Segmentation labeling items
§
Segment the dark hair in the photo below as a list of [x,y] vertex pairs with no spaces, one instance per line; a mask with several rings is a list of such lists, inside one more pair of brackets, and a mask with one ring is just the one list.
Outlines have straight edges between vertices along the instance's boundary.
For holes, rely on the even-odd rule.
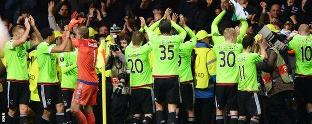
[[160,21],[159,25],[162,33],[170,34],[171,31],[171,22],[168,19],[164,19]]
[[40,34],[41,36],[44,39],[46,39],[48,36],[52,35],[54,34],[54,30],[52,28],[50,27],[46,27],[41,30]]
[[250,35],[246,35],[242,38],[242,47],[244,47],[244,49],[246,49],[248,46],[252,47],[254,42],[254,38]]
[[130,43],[130,41],[131,41],[131,38],[130,36],[126,34],[120,34],[120,35],[119,35],[119,39],[120,41],[121,41],[122,40],[126,41],[128,44]]
[[132,34],[132,43],[134,45],[138,46],[144,39],[144,34],[141,32],[136,31]]
[[172,27],[171,28],[171,35],[174,35],[178,34],[178,32],[176,29],[176,28]]

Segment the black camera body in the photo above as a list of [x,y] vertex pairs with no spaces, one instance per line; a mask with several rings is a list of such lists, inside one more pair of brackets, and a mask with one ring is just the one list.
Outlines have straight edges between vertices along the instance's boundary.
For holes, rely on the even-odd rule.
[[110,50],[112,51],[116,51],[118,50],[118,48],[121,49],[122,46],[120,45],[119,36],[117,34],[115,34],[112,35],[112,37],[114,38],[115,44],[110,45]]
[[121,94],[122,92],[122,89],[124,86],[126,85],[126,82],[129,82],[129,76],[125,74],[120,74],[118,75],[118,79],[119,79],[119,84],[116,89],[115,90],[114,93],[116,94]]
[[116,51],[119,50],[118,48],[119,49],[121,48],[121,46],[119,44],[112,45],[110,46],[110,50],[112,51]]

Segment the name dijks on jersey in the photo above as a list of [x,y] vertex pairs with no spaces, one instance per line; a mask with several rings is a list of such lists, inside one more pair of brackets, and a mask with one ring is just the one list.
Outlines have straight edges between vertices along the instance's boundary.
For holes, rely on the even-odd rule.
[[204,74],[202,73],[195,73],[195,76],[196,78],[204,78]]
[[50,55],[50,58],[52,60],[55,60],[56,56],[54,55],[51,54]]
[[171,43],[171,40],[170,40],[170,39],[162,40],[162,43]]
[[238,48],[238,47],[237,45],[231,45],[231,46],[224,46],[222,45],[218,45],[216,46],[216,48],[218,49],[237,49]]
[[246,61],[246,58],[245,58],[245,57],[238,58],[238,62],[245,62]]
[[306,38],[303,40],[298,40],[298,43],[308,43],[312,42],[312,38]]
[[26,53],[20,53],[20,52],[18,52],[18,57],[22,58],[25,56],[26,56]]

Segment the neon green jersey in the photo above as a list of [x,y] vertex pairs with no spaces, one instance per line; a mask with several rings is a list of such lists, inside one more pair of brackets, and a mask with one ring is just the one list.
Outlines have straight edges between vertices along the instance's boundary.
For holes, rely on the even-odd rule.
[[37,46],[37,57],[39,65],[38,84],[58,83],[56,64],[55,53],[51,53],[54,46],[42,42]]
[[235,58],[238,53],[242,52],[242,45],[224,42],[214,45],[212,49],[216,58],[217,85],[237,84],[238,71],[235,66]]
[[8,41],[4,45],[4,55],[8,62],[7,80],[14,82],[28,82],[27,52],[30,44],[26,41],[22,45],[13,48],[15,40]]
[[74,89],[77,84],[78,76],[76,64],[78,48],[75,48],[74,51],[60,53],[58,55],[58,63],[62,73],[60,87],[62,89]]
[[196,35],[188,27],[185,28],[191,37],[190,41],[182,43],[179,47],[178,74],[180,83],[192,83],[193,76],[190,68],[190,57],[192,51],[196,45]]
[[148,59],[152,49],[150,42],[135,49],[132,45],[126,48],[126,60],[130,70],[130,86],[132,89],[152,88],[153,80]]
[[240,91],[258,91],[256,64],[263,60],[264,56],[256,53],[242,53],[236,58],[238,70]]
[[[160,20],[153,25],[158,26]],[[154,53],[152,75],[156,78],[178,77],[178,48],[186,32],[172,21],[172,25],[180,33],[178,35],[164,36],[156,35],[153,28],[144,28],[152,44]]]
[[219,33],[218,24],[226,12],[223,10],[214,20],[212,23],[212,41],[214,44],[213,48],[216,57],[216,79],[217,85],[235,85],[238,82],[238,71],[235,66],[236,56],[242,51],[241,43],[242,37],[248,28],[246,20],[240,20],[242,27],[240,28],[240,34],[237,37],[236,43],[226,43],[224,36]]
[[297,34],[288,46],[295,50],[296,75],[312,77],[312,35],[302,36]]

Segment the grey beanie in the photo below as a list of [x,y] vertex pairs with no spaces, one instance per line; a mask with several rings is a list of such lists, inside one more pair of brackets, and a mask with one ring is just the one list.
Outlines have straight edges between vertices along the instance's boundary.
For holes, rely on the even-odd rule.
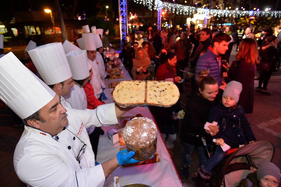
[[258,166],[257,178],[259,180],[263,177],[267,175],[271,175],[277,179],[280,184],[281,172],[280,169],[276,165],[269,161],[263,161],[259,163]]
[[223,94],[223,97],[225,95],[230,96],[233,98],[237,103],[239,100],[239,96],[242,91],[242,84],[233,80],[228,83],[226,85],[226,88]]

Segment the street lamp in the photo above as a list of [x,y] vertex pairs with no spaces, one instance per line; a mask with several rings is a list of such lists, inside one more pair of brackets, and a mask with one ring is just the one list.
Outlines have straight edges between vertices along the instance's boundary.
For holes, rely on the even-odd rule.
[[109,7],[108,6],[108,5],[106,6],[106,16],[107,16],[107,9],[108,9],[109,8]]
[[54,19],[54,17],[52,15],[52,11],[50,9],[44,9],[44,11],[45,11],[45,12],[46,13],[48,13],[48,14],[50,13],[50,15],[51,17],[51,21],[53,24],[53,27],[54,28],[54,31],[55,31],[55,37],[56,38],[56,42],[57,42],[57,33],[56,32],[56,28],[55,26],[55,20]]

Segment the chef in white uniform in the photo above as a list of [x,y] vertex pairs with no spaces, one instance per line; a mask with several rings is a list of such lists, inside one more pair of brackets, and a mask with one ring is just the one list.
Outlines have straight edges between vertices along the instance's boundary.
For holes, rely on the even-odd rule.
[[43,80],[61,96],[62,104],[71,108],[64,97],[73,86],[72,74],[62,43],[48,44],[28,51]]
[[11,52],[0,59],[0,98],[23,119],[14,155],[15,171],[28,186],[101,187],[120,165],[135,163],[126,150],[95,165],[86,128],[117,122],[128,111],[112,103],[95,110],[64,108],[60,97]]
[[96,48],[96,58],[95,60],[99,68],[99,72],[100,73],[101,78],[104,82],[105,82],[105,79],[106,77],[107,76],[108,78],[109,78],[109,76],[108,76],[106,74],[104,62],[102,57],[101,56],[101,53],[102,53],[103,50],[102,42],[101,41],[100,35],[98,34],[95,35],[94,37],[95,43]]
[[70,89],[70,94],[65,98],[71,104],[72,108],[86,109],[87,98],[83,86],[88,82],[90,76],[87,52],[81,50],[73,50],[66,55],[72,73],[74,85]]
[[103,89],[106,88],[104,83],[101,80],[99,68],[95,60],[96,58],[96,49],[95,42],[95,35],[93,33],[82,34],[84,49],[87,50],[88,63],[92,67],[93,75],[90,82],[95,91],[95,96],[97,98],[102,97],[104,100],[107,99]]

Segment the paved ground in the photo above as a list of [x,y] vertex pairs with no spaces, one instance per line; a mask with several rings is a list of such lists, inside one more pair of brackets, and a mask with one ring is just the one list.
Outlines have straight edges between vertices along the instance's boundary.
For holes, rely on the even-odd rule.
[[[12,50],[19,55],[25,47],[20,47]],[[234,47],[234,48],[235,48]],[[234,60],[236,52],[233,51],[231,61]],[[258,81],[255,81],[256,86]],[[252,124],[252,128],[258,141],[267,140],[271,142],[275,148],[272,161],[281,168],[281,69],[274,72],[268,86],[270,96],[262,95],[256,93],[254,113],[247,115]],[[191,90],[188,84],[181,94],[181,101],[185,103],[188,99]],[[187,96],[187,95],[188,96]],[[14,123],[9,110],[0,102],[0,186],[26,186],[16,175],[12,164],[13,155],[16,145],[19,139],[23,127],[14,127]],[[179,138],[175,144],[175,147],[170,150],[175,165],[179,172],[183,182],[190,183],[189,178],[185,178],[180,174],[180,150],[182,144]],[[278,155],[279,155],[279,156]],[[190,173],[196,172],[198,167],[197,151],[192,156],[190,168]]]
§
**THE PROBLEM**
Nothing but the lines from the line with "Segment the paved" to the last line of the listing above should appear; please retype them exactly, both ends included.

**SOLUTION FOR THIS PROBLEM**
Segment the paved ground in the photo above as a list of [x,y] vertex pairs with no spaces, one instance per line; a mask with several rings is a list of such lists, inside one more pair of brackets, and a mask with one ring is just the one list.
Outlines have straight edges between vertices along the instance's boundary.
For holes, rely on the even-odd rule.
[[[12,50],[19,55],[25,47],[20,47]],[[234,47],[234,48],[235,48]],[[234,60],[236,52],[233,51],[231,61]],[[258,81],[255,81],[256,86]],[[252,124],[252,128],[258,141],[267,140],[271,142],[275,148],[272,161],[281,168],[281,69],[274,72],[268,86],[270,96],[262,95],[256,93],[254,113],[247,115]],[[191,90],[188,84],[181,94],[181,101],[185,103],[188,99]],[[187,96],[187,95],[188,96]],[[14,123],[9,110],[0,102],[0,186],[26,186],[16,175],[12,164],[13,155],[16,145],[19,139],[23,127],[14,127]],[[179,138],[175,144],[175,147],[170,150],[175,165],[179,172],[183,182],[190,183],[189,178],[185,178],[180,174],[180,150],[182,144]],[[278,155],[279,155],[279,156]],[[190,173],[196,172],[198,167],[197,151],[192,156],[190,168]]]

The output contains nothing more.